# WHAT THE TASK ASKS
Go over the data and keep only the lines that include "wall".

[Start of Attachment]

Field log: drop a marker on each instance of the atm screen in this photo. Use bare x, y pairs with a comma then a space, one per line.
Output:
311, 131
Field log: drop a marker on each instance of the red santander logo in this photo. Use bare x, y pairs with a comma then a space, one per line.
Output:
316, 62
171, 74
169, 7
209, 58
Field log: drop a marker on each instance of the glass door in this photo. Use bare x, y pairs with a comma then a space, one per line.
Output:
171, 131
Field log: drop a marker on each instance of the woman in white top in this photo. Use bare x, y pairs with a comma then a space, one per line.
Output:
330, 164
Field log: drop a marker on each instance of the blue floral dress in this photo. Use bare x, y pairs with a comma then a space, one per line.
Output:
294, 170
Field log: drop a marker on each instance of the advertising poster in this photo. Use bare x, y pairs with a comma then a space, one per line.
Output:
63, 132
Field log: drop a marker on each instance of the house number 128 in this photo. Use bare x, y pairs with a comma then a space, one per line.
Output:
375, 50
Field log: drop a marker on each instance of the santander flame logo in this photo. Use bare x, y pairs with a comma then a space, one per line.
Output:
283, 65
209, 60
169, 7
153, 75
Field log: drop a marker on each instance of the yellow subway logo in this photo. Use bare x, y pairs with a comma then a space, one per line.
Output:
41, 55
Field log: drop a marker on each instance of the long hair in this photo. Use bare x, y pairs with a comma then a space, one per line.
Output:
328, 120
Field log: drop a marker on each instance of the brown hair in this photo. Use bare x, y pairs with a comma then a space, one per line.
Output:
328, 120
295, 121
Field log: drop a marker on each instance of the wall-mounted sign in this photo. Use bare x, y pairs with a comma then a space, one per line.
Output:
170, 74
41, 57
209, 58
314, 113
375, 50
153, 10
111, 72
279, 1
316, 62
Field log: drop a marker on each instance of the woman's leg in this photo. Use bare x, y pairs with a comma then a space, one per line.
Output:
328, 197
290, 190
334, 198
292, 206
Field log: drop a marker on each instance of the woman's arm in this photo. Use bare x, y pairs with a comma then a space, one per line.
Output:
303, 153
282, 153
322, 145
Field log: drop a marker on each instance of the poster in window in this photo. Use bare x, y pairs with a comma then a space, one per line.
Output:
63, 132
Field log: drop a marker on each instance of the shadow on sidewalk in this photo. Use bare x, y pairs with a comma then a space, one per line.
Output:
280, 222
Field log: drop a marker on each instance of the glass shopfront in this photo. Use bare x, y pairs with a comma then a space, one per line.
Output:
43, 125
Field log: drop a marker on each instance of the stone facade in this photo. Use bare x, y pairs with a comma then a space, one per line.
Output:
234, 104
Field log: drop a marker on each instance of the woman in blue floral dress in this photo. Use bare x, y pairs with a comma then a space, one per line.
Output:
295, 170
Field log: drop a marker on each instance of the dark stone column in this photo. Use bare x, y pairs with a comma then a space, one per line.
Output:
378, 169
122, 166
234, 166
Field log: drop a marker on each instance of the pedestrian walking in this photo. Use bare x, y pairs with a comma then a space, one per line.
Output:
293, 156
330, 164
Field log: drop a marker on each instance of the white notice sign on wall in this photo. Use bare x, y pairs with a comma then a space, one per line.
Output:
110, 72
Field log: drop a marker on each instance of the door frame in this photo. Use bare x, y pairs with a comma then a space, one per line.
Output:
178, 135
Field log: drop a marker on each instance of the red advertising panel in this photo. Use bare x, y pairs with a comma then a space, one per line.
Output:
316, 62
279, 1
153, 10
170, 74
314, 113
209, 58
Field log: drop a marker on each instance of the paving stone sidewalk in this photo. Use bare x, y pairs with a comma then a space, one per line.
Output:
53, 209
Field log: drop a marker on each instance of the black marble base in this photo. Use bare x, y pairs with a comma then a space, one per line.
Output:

[End of Attachment]

# TASK RESULT
Field log: drop a marker on each instance of the wall-mounted sign in this photo. Use bare x, y pairs with a comma then a space, one per line.
Field log: drop a marker on each instance of the white notice sign on wall in this photo. Use bare x, y pairs with a comma then a space, one per line.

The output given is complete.